# WHAT IS BEING ASKED
Could you count the lines in the data that contain "exhaust"? Reply with the number only.

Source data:
● ● ●

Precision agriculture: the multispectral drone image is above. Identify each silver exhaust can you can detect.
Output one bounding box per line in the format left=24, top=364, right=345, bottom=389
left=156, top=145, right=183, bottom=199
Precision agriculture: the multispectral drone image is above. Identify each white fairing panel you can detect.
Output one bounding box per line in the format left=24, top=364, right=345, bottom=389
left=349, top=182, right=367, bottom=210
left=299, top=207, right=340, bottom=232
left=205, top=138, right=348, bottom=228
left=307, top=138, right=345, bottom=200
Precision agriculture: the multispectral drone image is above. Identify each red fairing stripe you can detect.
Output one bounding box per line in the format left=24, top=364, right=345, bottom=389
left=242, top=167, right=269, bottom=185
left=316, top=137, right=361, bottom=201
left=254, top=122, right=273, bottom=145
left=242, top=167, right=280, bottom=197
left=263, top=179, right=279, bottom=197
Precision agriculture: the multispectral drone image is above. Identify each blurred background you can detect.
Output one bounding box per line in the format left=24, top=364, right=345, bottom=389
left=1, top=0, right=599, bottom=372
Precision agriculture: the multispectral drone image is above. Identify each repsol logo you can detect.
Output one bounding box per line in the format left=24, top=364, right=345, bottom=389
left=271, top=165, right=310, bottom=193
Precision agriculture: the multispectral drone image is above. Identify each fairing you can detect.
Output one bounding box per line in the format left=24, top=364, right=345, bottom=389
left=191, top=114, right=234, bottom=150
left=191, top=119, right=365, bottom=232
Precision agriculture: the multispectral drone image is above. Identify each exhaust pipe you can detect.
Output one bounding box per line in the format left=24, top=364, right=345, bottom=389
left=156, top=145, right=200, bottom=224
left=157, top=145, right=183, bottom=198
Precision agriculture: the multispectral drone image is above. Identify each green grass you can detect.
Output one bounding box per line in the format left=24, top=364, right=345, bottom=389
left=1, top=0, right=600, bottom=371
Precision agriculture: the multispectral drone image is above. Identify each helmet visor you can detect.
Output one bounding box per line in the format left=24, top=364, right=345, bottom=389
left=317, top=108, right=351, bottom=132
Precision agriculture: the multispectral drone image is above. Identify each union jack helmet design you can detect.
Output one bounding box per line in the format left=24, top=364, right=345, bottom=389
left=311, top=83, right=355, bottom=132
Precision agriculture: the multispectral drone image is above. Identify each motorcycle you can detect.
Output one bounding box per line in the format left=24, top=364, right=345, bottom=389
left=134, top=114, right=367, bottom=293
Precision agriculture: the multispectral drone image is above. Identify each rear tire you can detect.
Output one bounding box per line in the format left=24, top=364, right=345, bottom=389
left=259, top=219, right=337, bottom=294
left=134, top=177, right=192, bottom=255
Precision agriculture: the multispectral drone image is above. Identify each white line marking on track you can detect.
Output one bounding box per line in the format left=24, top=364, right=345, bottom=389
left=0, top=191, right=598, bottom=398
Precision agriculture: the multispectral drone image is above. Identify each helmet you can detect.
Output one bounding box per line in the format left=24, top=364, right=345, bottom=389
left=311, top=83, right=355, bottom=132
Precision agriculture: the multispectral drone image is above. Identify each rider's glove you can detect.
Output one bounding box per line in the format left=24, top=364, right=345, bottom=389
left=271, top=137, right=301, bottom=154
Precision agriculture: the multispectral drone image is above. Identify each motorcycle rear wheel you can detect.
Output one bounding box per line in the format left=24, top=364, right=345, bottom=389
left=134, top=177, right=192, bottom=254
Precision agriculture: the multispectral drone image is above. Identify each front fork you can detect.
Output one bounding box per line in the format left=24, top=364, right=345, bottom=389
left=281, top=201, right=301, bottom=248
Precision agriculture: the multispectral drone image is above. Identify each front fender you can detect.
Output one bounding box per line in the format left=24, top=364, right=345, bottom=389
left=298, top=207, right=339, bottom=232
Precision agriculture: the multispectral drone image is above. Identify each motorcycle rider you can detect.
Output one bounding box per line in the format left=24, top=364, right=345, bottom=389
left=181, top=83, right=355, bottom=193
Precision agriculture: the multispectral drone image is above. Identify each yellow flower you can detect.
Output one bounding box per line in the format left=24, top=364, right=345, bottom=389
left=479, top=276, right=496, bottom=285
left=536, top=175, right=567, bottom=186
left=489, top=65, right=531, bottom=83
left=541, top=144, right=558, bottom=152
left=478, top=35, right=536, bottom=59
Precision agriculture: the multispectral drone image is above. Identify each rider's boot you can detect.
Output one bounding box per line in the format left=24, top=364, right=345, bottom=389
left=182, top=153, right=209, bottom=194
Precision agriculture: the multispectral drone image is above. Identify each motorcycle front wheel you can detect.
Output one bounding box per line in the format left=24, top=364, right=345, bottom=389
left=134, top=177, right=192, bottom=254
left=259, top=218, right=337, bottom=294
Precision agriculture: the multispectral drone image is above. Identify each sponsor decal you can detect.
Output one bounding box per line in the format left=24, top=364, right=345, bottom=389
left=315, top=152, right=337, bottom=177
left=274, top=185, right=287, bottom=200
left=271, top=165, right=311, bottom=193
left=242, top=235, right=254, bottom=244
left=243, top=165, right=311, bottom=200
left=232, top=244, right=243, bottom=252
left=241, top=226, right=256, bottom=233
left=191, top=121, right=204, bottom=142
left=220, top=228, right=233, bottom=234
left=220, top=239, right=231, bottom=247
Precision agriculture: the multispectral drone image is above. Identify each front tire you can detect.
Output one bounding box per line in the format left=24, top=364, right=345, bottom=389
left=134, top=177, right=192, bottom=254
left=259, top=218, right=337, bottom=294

● ● ●

# EXERCISE OUTPUT
2